▸ **Task list**:
**A)** List every animal that the piece about nighttime noises in Barbados mentions.
**B)** Carry on the piece about nighttime noises in Barbados, starting right after its final sentence.

“You’ll get used to it.”
“I can’t even sleep, now, if I can’t hear the frogs.”
As I put my pillow over my head, earplugs in, I contemplated the advice offered on the Barbados Expats Facebook page on the sound of the frogs at night. Our place is right beside a field and the creaking, cracking, high-pitched cacophony drowned out the surf that was the dominant sound during the day.

photo credit of whistling frog to Shannon Coutts
And then the rooster started crowing. What?!? I could understand if it was dawn, but it was two in the morning! Maybe the security lights outside were confusing it? But before I could give it too much thought, a mosquito buzzed in my ear and distracted me. Here they call them “mozzies” instead of Canada’s “skeeters” or “tiny winged emissaries from Hell.” (OK, maybe that last one is just mine.) They are smaller, but just as torturing.
I must admit, there were a few nights during those first weeks when I lay awake wondering how wise of a move I had made. But they were right; after two months I find the frogs a soothing background noise, although I do wear earplugs some nights to cut the shrillest tones. I don’t even notice the rooster anymore.

During the day the surf again takes over. I hear in the distance the tootle of the ZR bus horn, coming to the stop up the hill by the church. A quick courtesy beep usually accompanies the sound of a passing car, as there is a blind corner by our place. There are not many cars on this dead-end road by Silver Sands.

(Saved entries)
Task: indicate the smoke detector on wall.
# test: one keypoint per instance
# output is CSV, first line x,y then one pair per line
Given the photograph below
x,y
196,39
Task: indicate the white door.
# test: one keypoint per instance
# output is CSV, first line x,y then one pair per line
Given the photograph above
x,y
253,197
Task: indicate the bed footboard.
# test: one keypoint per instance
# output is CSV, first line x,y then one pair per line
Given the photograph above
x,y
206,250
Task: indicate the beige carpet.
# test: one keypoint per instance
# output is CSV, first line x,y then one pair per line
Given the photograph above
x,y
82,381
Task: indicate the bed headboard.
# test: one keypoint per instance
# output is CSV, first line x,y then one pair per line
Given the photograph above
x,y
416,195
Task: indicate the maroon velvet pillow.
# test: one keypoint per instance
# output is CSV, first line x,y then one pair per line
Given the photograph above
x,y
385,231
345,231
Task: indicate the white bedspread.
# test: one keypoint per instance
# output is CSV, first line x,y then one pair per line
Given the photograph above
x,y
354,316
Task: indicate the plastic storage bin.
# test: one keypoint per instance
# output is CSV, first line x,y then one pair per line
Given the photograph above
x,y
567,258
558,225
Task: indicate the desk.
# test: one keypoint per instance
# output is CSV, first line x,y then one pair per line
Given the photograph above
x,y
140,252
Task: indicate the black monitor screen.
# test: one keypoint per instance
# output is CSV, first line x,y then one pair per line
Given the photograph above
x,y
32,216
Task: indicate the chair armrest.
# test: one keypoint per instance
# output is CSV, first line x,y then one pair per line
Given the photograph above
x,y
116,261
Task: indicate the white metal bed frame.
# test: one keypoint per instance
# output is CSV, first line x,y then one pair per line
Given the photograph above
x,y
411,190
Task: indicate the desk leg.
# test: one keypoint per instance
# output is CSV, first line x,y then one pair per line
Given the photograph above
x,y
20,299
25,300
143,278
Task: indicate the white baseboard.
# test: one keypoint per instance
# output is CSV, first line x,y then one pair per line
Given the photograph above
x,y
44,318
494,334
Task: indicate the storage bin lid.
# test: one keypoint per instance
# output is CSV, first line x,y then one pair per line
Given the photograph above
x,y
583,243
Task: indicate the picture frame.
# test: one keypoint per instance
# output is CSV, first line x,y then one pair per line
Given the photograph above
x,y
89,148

▸ **Outputs in order**:
**A)** Frogs, a rooster, a mosquito

**B)**
Sometimes the wind in the palm trees matches the surf, and I still delight in the pounding rain of a tropical rainstorm, not just because I know it will cool the air. A month ago there was wild thunder and lightening to go with it.

But now it’s dry and the weed wackers start. Good God! Does no one have a lawnmower? They even clear the grass of empty lots with them, revving, revving, revving… The gardeners at the high-end complex across the street finish off with leaf blowers. Even with headphones on during Zoom calls, we need to close doors and windows. And then it gets hot.

Not everyone Scott works with knows he is in Barbados. On a recent group call, someone paused and said, incredulously, “Is that a rooster?”
Some nights there is music from Tipsy Tequila, the bar and bistro close to us, but usually we are either not home or at the event ourselves, those weekends when they have live bands. Other times, Wednesdays or Sundays, we hear distant singing from the church.

”All Covid-19 Protocols in Place”
These are the sounds of my new community, and I accept them all for what they are, the soundtrack to this new life I am living.
Well, except for maybe those mozzies!
Bravo! That IS Barbados. And oh,, there are youtube vids with the MUSIC of those froggies, which I listen to some nights to help me sleep!!!! Ha!